DATASET CONTENT:

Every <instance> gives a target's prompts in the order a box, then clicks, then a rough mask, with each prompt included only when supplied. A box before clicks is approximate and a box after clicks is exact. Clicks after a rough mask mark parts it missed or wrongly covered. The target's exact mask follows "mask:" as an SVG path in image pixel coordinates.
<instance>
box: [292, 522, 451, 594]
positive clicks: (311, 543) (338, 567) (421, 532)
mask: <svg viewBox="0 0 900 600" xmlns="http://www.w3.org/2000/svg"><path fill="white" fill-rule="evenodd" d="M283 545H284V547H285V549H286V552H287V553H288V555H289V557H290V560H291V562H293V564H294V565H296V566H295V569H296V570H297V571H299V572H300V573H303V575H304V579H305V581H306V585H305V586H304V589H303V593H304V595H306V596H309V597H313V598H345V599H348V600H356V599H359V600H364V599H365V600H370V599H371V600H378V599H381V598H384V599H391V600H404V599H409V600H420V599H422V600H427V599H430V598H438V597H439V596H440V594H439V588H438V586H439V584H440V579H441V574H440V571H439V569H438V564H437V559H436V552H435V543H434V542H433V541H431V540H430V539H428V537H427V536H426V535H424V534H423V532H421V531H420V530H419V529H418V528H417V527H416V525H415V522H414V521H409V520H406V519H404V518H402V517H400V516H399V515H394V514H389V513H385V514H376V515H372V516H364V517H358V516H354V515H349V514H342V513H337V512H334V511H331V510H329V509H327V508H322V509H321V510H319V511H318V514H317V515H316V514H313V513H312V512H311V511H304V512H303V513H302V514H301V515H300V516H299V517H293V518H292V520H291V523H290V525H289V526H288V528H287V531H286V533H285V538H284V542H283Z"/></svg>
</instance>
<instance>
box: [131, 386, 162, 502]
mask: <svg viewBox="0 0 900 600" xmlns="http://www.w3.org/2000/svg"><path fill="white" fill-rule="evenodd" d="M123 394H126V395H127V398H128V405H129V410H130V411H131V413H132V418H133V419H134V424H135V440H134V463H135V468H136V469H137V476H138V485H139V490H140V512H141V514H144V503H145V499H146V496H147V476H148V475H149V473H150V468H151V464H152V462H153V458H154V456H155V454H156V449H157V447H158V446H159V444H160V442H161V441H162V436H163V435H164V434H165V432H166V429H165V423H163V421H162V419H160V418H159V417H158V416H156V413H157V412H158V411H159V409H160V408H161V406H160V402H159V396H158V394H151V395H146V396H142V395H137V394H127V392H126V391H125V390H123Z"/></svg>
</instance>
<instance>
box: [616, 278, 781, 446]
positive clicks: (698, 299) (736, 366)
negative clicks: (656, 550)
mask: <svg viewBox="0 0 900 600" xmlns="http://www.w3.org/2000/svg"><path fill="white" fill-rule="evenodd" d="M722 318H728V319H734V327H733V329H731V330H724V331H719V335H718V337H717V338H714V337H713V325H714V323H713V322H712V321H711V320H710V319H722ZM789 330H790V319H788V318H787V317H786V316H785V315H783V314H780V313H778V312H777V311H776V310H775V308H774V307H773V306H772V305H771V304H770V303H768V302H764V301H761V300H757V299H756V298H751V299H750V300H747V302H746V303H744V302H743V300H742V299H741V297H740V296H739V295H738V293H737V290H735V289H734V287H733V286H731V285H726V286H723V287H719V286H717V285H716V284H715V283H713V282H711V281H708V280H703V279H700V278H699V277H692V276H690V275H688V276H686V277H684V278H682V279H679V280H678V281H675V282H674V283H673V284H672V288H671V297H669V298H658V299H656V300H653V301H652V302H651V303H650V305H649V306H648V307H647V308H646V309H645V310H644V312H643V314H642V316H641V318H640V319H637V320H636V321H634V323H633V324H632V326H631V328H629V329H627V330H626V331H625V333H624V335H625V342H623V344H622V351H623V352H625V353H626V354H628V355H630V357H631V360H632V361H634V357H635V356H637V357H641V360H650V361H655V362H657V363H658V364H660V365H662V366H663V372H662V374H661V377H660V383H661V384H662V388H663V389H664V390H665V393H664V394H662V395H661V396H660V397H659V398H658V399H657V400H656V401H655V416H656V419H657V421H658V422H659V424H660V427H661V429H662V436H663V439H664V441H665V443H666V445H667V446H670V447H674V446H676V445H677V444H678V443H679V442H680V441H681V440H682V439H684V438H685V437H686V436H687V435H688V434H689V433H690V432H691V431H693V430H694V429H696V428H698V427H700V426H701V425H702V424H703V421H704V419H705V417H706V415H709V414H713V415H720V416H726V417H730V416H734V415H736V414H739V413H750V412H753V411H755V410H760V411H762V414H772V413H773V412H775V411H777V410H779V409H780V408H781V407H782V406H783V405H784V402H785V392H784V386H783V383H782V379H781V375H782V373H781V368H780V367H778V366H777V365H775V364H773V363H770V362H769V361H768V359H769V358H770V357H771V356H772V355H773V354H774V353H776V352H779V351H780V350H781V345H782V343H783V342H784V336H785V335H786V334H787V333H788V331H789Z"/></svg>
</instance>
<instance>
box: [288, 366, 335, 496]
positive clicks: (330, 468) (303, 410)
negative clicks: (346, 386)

WHAT YOU WILL DO: Once the line containing "positive clicks: (330, 468) (303, 410)" is found, print it and every line after it through the end of the listing, exactly and alone.

TASK RESPONSE:
positive clicks: (330, 468) (303, 410)
negative clicks: (346, 386)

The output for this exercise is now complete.